_Exercise_. Change the data from the line containing "# test: pointer returns one pin per instance of the blue" through the end of the data, replacing "stack of paper" with "pile of paper" and keeping everything else the same. Omit the pictures from your answer.

_Raw records_.

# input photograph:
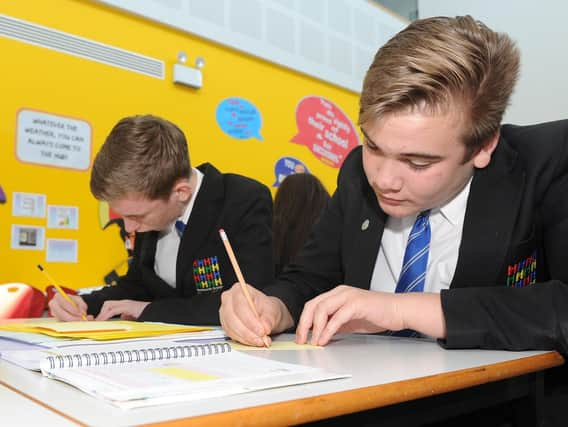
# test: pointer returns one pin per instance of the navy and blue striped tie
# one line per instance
(180, 226)
(413, 274)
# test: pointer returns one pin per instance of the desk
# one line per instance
(386, 371)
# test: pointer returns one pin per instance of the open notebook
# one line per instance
(137, 377)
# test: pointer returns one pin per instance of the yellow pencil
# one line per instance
(240, 277)
(60, 289)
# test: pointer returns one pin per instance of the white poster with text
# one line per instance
(48, 139)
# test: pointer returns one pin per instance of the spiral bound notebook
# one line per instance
(137, 377)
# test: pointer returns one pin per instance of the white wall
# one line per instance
(541, 32)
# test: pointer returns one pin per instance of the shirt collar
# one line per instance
(453, 211)
(189, 207)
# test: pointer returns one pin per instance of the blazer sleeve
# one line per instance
(531, 318)
(128, 287)
(250, 231)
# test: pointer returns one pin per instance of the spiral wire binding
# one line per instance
(136, 356)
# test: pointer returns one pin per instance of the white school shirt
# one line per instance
(168, 241)
(446, 227)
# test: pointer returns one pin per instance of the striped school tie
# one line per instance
(413, 273)
(180, 226)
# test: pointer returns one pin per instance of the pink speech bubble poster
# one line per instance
(325, 130)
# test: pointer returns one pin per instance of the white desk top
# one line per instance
(18, 410)
(371, 360)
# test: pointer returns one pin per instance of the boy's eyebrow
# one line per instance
(426, 156)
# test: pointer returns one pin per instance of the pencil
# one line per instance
(240, 278)
(60, 289)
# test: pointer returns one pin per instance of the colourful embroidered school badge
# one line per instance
(206, 274)
(523, 273)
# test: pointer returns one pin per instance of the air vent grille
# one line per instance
(78, 46)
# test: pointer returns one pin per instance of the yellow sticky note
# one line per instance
(185, 374)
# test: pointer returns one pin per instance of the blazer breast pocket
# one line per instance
(522, 262)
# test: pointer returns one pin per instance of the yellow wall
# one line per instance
(41, 79)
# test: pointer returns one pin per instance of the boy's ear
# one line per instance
(483, 157)
(182, 190)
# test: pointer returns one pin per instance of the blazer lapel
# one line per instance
(201, 221)
(491, 212)
(367, 231)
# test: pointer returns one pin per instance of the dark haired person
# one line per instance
(180, 265)
(298, 204)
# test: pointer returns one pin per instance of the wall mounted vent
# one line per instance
(49, 38)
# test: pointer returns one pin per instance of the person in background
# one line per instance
(180, 266)
(298, 204)
(441, 199)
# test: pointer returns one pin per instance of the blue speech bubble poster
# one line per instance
(239, 118)
(287, 166)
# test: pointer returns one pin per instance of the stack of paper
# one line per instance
(104, 330)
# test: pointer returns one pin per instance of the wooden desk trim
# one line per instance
(346, 402)
(42, 404)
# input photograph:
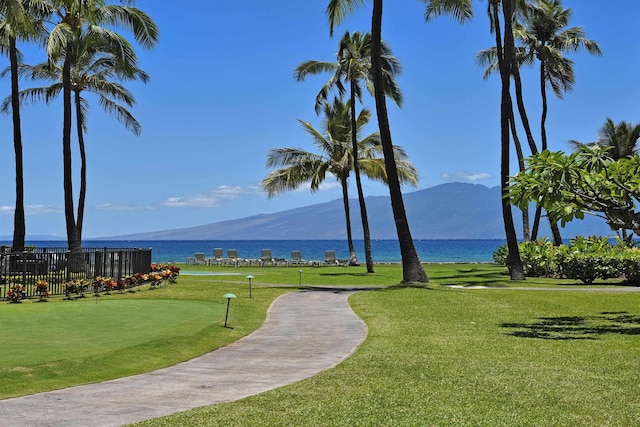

_Reply to the exercise_.
# test: pointer returns one pin per instance of the blue speech bubble poster
# one line per instance
(239, 118)
(287, 166)
# test: pointer returns one pin per instance of the pile of paper
# one line per instance
(104, 330)
# test: pointer returns one pin per instance of the wooden desk trim
# one line per instance
(346, 402)
(42, 404)
# input photograph:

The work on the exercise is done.